_Directions for this task:_ Reproduce the records below, swapping every "Teacher note" for "Instructor note" and leaving everything else unchanged.
--
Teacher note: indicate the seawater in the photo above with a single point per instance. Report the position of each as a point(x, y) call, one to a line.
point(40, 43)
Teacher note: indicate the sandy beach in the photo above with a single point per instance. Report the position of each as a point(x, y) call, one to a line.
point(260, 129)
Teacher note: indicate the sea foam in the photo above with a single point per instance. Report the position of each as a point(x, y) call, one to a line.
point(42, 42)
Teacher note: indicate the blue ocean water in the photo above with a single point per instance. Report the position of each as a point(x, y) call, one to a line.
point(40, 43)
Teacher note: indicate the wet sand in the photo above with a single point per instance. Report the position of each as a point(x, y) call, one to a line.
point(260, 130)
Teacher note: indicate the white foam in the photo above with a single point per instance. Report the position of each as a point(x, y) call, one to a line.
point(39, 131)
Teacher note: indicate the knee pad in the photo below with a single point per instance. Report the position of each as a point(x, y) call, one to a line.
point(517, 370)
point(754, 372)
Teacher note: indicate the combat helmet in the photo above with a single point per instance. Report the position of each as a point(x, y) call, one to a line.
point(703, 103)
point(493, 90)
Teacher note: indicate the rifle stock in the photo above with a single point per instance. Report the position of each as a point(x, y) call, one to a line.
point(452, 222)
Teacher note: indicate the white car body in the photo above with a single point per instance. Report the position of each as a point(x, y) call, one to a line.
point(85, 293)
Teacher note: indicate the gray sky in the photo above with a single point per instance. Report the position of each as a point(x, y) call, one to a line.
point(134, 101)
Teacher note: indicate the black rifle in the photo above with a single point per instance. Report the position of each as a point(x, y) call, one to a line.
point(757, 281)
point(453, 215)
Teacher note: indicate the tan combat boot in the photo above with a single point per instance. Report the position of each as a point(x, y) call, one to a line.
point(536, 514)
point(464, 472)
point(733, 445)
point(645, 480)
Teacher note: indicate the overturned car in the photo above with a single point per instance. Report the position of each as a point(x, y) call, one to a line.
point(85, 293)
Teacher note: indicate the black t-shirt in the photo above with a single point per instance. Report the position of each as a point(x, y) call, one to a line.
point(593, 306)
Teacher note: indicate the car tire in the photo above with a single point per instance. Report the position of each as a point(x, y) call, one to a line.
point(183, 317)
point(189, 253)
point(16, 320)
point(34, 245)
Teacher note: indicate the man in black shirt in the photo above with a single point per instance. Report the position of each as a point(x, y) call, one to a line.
--
_Answer for this exercise:_
Instructor note: indicate the seawater in the photo above with a single point per instance. Report the position of each as a point(x, y) call, one to a line.
point(40, 43)
Instructor note: indicate the sandy beach in the photo above with a single point per instance. Report the position of each as a point(x, y) call, one to a line.
point(260, 129)
Instructor note: indicate the sea foam in the photo above with a single point per instance. Report the position of each as a point(x, y) call, one to a line.
point(42, 42)
Instructor note: indicate the blue ocean water in the photo above with a single point per instance. Report the position of each as a point(x, y) call, one to a line.
point(40, 43)
Instructor note: indicate the wet sand in the photo above with a single point per instance. Report the position of each as a point(x, y) call, one to a line.
point(260, 130)
Instructor note: indicate the white foam in the photo above with a single point per instance. Report the position of each as a point(x, y) call, one to a line.
point(39, 131)
Instructor note: indicate the knee pad in the photo below with a single point per instance. Report the position of each as a point(x, y) call, one to a line.
point(517, 370)
point(754, 372)
Instructor note: indicate the combat helmet in the photo above with a single point per instance. Report the position of each as a point(x, y) call, one to a line.
point(703, 103)
point(493, 90)
Instructor note: indicate the rifle stock in the photo above with a single point per instance. Report the position of each as a point(x, y) call, one to a line.
point(452, 222)
Instructor note: indicate the white car body in the photo above with a single point per instance. Report the position of each as a point(x, y) call, one to a line.
point(85, 293)
Instructor note: indicate the gray sky in the photo above with a single point per instance. Report the position of each as a point(x, y) call, one to a line.
point(134, 101)
Instructor note: indicate the black rifle in the photo above with a single point per instance. Report the position of each as a point(x, y) call, one to a line.
point(757, 281)
point(453, 215)
Instructor note: indicate the tan combat boot in the photo above with a single point per instance. Report the position of each as a point(x, y) call, one to a line.
point(536, 514)
point(464, 472)
point(733, 445)
point(645, 480)
Instructor note: indicate the overturned car in the photo above with a single point per instance. Report the position of each as a point(x, y) call, one to a line.
point(85, 293)
Instructor note: indicate the black t-shirt in the photo above with a single point per instance. Report the position of each as a point(x, y) call, one to a line.
point(593, 306)
Instructor note: indicate the car tire in the photo above with a single point per instance. Report the position of each as a point(x, y) call, one to a line.
point(183, 317)
point(189, 253)
point(16, 320)
point(34, 245)
Instructor note: indicate the man in black shirt in the photo above with a single point per instance. Report the position of each as a point(x, y) call, one to a line.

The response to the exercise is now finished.